Your task – Up to and including the line with "locate the rough", reproduce the listing below exactly, beginning at its first line.

Exercise inputs –
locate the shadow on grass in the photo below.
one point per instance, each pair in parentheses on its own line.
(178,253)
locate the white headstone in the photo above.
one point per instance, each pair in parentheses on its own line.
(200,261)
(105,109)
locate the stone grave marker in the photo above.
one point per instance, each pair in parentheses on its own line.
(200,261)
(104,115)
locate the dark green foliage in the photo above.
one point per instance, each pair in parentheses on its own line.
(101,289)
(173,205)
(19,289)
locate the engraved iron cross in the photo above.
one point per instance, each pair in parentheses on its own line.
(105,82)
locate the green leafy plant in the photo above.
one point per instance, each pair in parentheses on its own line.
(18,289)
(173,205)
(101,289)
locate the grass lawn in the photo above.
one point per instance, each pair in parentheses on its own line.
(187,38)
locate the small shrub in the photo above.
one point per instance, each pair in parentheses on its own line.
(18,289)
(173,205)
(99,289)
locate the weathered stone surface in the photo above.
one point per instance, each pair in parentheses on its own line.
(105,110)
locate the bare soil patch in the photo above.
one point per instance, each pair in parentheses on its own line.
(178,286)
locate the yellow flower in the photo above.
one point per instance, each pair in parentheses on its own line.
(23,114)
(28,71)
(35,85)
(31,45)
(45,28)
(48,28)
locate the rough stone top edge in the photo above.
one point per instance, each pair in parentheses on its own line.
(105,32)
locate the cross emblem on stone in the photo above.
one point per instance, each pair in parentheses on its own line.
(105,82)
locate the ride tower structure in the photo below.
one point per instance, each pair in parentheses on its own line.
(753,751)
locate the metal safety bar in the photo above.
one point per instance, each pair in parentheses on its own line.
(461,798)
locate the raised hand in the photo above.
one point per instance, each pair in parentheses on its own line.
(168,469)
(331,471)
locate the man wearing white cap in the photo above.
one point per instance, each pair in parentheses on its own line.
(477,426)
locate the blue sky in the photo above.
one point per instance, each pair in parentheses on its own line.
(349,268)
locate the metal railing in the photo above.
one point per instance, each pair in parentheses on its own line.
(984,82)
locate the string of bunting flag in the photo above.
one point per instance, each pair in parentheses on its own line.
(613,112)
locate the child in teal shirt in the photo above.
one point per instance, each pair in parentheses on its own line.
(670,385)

Answer box –
locate the shadow on grass in the photo below.
one point per instance, each pair in parentheses on its own line.
(178,253)
locate the white headstone in the photo above.
one point per instance, each pair in parentheses on its own line.
(200,261)
(105,109)
locate the stone grave marker in the photo above.
one point per instance, each pair in parentheses on its own line.
(200,261)
(104,115)
locate the dark green foliage in the photo above.
one point per instance, each pair in parentheses on its own line.
(101,289)
(173,205)
(19,289)
locate the engraved iron cross in the photo above.
one point per instance, each pair in parentheses on its own line.
(105,82)
locate the green leafy plant in the photo above.
one point per instance, each pair in parentheses on its own line.
(18,289)
(173,205)
(101,289)
locate the grass lawn in the photo above.
one point per instance, each pair in parentheses on its own line.
(187,38)
locate the small shrub in the photo above.
one point per instance, each pair in parentheses on its own line.
(18,289)
(173,205)
(99,289)
locate the weathered stone surface in the photo above.
one point per instance, each pair in parentheses on its own line.
(105,110)
locate the bare soil patch in the photo above.
one point per instance, each pair in parentheses on its own line.
(178,286)
locate the yellow flower in the photo above.
one point per instance, each pair in parentheses on its own line.
(23,114)
(28,71)
(35,85)
(31,45)
(45,28)
(48,28)
locate the rough stone top edge in the photo above.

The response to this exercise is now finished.